EXERCISE: Having found the line containing "Put one point on every instance of the paving" in the data below, reproduce that line and each one after it to the end, exactly, and include nothing else.

DATASET EXCERPTS:
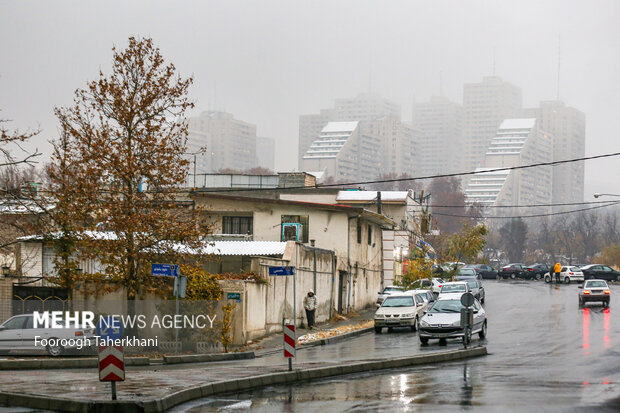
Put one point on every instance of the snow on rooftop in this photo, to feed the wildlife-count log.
(340, 127)
(210, 247)
(525, 123)
(386, 196)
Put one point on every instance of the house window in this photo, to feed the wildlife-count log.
(294, 228)
(237, 225)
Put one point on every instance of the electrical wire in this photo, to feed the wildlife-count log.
(379, 181)
(610, 203)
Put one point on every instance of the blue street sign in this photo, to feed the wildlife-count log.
(281, 270)
(109, 328)
(166, 270)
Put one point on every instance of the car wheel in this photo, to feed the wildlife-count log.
(55, 350)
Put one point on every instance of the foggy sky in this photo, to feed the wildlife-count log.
(267, 62)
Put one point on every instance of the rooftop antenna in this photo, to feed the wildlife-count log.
(557, 95)
(440, 83)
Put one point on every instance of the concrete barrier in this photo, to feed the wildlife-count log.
(235, 385)
(76, 363)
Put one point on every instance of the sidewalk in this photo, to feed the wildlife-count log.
(319, 332)
(156, 390)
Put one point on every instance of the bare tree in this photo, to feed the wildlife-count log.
(117, 167)
(15, 138)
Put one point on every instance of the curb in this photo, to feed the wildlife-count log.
(235, 385)
(336, 338)
(321, 342)
(37, 364)
(203, 358)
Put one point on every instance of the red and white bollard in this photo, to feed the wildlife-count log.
(289, 344)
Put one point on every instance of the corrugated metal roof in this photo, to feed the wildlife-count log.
(243, 248)
(386, 196)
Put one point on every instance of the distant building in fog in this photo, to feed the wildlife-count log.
(567, 126)
(265, 153)
(363, 107)
(230, 143)
(440, 146)
(485, 106)
(516, 142)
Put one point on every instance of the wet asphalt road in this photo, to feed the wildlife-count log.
(545, 355)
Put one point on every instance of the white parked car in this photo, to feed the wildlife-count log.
(569, 273)
(389, 290)
(443, 320)
(427, 295)
(402, 310)
(454, 289)
(18, 334)
(594, 290)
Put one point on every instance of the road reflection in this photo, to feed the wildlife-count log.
(586, 331)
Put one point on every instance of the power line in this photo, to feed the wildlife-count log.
(610, 203)
(520, 206)
(379, 181)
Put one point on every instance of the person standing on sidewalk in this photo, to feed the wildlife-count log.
(310, 306)
(557, 269)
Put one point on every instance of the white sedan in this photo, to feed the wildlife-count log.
(403, 310)
(454, 289)
(443, 320)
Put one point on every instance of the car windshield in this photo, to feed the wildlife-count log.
(594, 284)
(398, 302)
(446, 306)
(453, 288)
(466, 271)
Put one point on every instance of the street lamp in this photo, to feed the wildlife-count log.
(598, 194)
(200, 151)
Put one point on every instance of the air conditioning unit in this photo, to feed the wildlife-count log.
(291, 231)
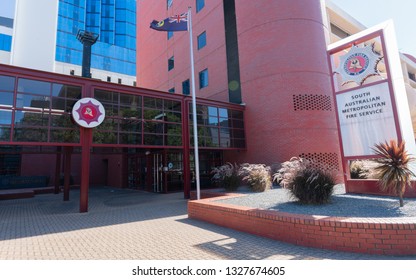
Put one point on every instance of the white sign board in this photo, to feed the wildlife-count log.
(365, 117)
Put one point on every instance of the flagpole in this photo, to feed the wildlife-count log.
(194, 119)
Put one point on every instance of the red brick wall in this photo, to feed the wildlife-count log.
(282, 55)
(359, 235)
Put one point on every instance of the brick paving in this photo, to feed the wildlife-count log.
(126, 224)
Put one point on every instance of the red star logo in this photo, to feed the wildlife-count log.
(89, 112)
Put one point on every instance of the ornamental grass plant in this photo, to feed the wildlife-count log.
(308, 182)
(257, 176)
(393, 170)
(226, 176)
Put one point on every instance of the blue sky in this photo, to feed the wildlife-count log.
(373, 12)
(7, 8)
(368, 12)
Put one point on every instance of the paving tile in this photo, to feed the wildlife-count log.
(126, 224)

THE ANSWER:
Put one point on every instance of the paving tile in this photo, to feed the wildlife-count log.
(126, 224)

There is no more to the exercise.